EXERCISE INSTRUCTIONS:
Print exactly the lines from the one containing "Target: tree" through the last line of the listing, both included.

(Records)
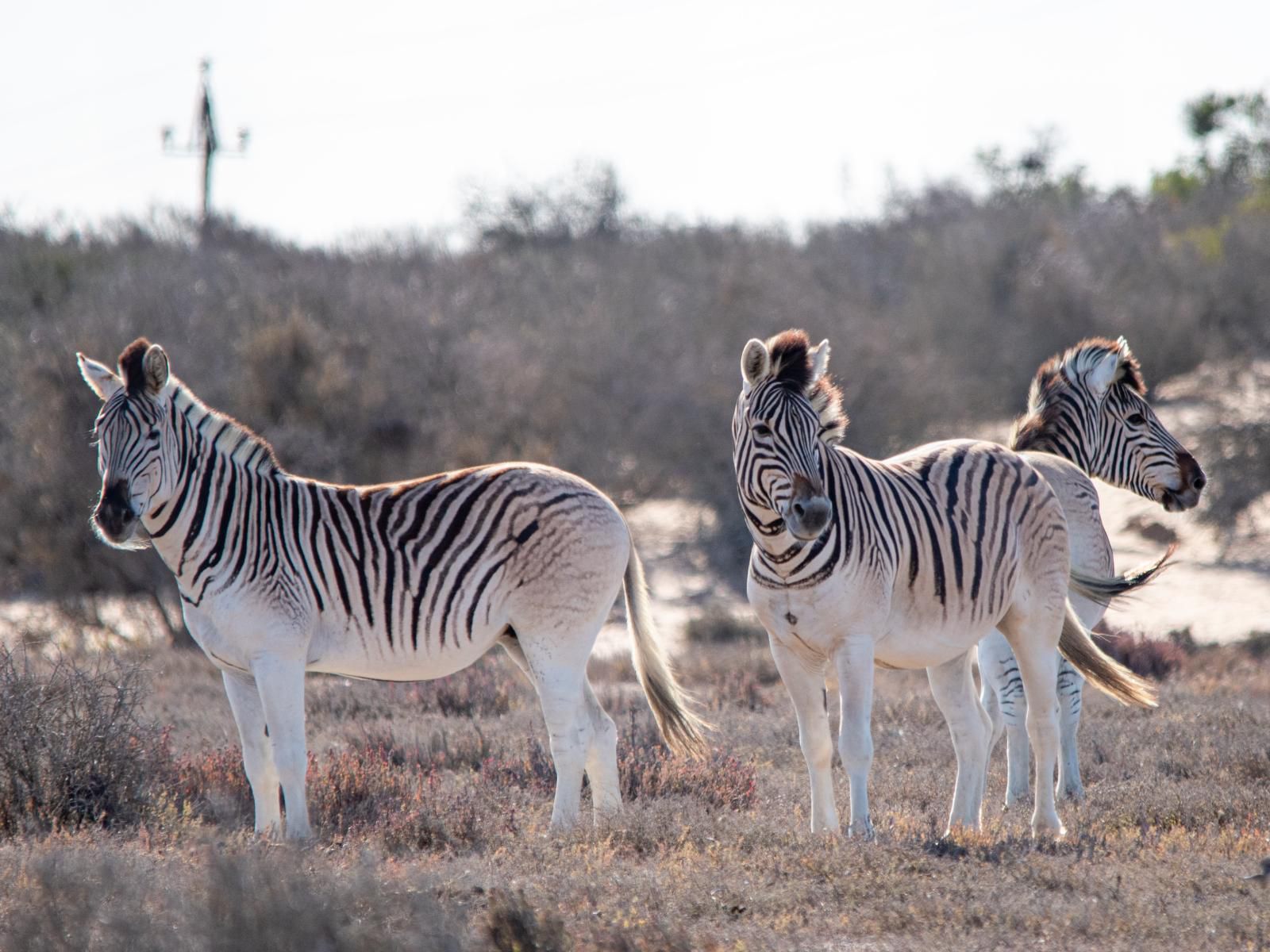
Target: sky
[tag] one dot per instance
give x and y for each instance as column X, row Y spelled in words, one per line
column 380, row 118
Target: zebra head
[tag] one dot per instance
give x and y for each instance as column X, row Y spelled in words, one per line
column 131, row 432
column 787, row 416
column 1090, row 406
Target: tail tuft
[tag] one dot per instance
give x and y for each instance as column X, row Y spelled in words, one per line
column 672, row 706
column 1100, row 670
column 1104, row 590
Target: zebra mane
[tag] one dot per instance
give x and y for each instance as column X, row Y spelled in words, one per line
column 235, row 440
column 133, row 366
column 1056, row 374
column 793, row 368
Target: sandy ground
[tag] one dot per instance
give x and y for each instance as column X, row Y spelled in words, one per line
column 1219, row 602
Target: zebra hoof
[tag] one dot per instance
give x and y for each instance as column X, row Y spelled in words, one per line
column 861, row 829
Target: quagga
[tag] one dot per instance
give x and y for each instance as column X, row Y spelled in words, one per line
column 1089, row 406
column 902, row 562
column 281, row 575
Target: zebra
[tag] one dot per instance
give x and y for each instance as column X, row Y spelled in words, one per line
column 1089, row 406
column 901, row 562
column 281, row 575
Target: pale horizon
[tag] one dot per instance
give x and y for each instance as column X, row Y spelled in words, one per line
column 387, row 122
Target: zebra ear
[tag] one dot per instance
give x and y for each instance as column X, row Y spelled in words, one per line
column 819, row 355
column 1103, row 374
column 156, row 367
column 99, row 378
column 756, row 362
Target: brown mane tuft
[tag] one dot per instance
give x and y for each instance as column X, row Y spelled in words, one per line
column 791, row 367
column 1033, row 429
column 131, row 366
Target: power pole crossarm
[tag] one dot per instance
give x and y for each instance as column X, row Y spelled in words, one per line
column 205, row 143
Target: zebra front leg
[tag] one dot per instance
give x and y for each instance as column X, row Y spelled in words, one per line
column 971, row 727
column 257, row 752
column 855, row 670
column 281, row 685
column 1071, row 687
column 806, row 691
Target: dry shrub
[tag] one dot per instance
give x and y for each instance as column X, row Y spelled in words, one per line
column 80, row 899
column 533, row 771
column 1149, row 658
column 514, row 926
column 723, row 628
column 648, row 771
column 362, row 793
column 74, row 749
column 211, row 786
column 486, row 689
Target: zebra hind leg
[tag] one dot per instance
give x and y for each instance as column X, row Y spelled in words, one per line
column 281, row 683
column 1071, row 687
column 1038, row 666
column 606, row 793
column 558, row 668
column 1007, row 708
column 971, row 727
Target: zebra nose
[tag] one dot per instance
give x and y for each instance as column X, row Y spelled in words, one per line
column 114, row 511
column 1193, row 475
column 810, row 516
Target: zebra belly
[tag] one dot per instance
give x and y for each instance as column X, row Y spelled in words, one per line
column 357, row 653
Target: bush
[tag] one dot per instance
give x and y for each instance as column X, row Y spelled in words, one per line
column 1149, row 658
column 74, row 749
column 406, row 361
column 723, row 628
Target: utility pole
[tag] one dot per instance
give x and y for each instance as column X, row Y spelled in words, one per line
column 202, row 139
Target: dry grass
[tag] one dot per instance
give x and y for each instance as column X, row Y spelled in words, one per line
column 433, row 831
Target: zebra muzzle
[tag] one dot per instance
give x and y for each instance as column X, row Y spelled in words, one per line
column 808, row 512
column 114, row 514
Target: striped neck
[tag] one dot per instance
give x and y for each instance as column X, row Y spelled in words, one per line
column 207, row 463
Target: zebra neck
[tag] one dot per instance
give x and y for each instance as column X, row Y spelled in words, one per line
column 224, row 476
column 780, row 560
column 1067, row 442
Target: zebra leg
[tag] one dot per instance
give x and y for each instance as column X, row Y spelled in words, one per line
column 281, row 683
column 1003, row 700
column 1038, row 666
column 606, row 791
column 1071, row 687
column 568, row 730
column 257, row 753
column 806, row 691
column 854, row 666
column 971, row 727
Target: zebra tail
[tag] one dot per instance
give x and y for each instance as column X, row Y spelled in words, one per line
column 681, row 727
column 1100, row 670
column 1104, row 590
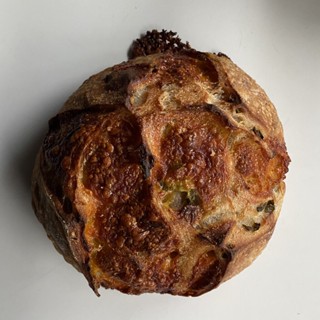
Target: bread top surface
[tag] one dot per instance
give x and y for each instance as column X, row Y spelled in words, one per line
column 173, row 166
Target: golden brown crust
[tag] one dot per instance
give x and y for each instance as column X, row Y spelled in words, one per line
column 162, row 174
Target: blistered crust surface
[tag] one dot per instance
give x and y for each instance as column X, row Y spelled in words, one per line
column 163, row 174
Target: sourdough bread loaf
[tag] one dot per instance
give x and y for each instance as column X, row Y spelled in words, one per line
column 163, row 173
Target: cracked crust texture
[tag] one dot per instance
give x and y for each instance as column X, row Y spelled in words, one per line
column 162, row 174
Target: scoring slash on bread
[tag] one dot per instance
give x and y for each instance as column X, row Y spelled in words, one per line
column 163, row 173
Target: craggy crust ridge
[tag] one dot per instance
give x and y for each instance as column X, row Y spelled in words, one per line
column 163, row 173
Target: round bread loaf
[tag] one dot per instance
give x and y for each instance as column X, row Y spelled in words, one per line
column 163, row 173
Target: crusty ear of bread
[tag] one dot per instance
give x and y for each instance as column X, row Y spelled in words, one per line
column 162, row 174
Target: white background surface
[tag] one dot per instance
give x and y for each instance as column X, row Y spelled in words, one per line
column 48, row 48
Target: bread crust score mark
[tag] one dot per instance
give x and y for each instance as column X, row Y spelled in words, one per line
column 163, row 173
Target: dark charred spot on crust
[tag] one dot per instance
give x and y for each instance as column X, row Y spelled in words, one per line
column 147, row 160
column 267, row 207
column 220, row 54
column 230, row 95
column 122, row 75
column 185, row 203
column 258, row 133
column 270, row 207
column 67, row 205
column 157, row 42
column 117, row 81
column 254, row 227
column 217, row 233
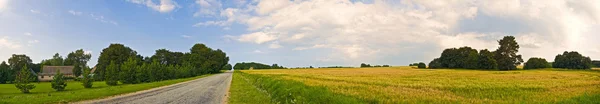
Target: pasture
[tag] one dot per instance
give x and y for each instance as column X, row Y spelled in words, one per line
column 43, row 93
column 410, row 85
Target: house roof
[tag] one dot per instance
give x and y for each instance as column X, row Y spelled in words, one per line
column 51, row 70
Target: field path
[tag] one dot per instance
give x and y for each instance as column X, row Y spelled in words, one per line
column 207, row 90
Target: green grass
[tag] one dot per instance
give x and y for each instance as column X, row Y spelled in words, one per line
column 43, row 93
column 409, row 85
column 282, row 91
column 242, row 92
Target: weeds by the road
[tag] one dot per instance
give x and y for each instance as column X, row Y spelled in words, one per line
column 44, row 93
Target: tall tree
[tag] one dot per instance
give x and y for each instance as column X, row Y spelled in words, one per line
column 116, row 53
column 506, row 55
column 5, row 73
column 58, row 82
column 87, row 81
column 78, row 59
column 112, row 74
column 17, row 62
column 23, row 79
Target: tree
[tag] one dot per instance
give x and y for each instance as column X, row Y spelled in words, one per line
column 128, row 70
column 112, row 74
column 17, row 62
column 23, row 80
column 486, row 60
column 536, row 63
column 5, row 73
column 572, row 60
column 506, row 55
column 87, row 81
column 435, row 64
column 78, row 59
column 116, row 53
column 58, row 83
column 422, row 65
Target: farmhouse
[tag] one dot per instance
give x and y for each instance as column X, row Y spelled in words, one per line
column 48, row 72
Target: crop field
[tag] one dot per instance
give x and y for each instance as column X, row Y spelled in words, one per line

THE ANSWER:
Target: tree
[tag] one dot per instance
give x and y for each instance as column X, row Y spelled in words, one per line
column 128, row 70
column 112, row 74
column 17, row 62
column 23, row 80
column 486, row 60
column 536, row 63
column 5, row 73
column 572, row 60
column 506, row 55
column 87, row 81
column 435, row 64
column 78, row 59
column 116, row 53
column 58, row 83
column 422, row 65
Target: farmhouse
[tag] one dot per instance
give x and y for each instance as column X, row Y spelled in words, one per line
column 48, row 72
Target: crop field
[tag] one dot per instance
give x and y for each instance as column X, row Y spelled in words, one per line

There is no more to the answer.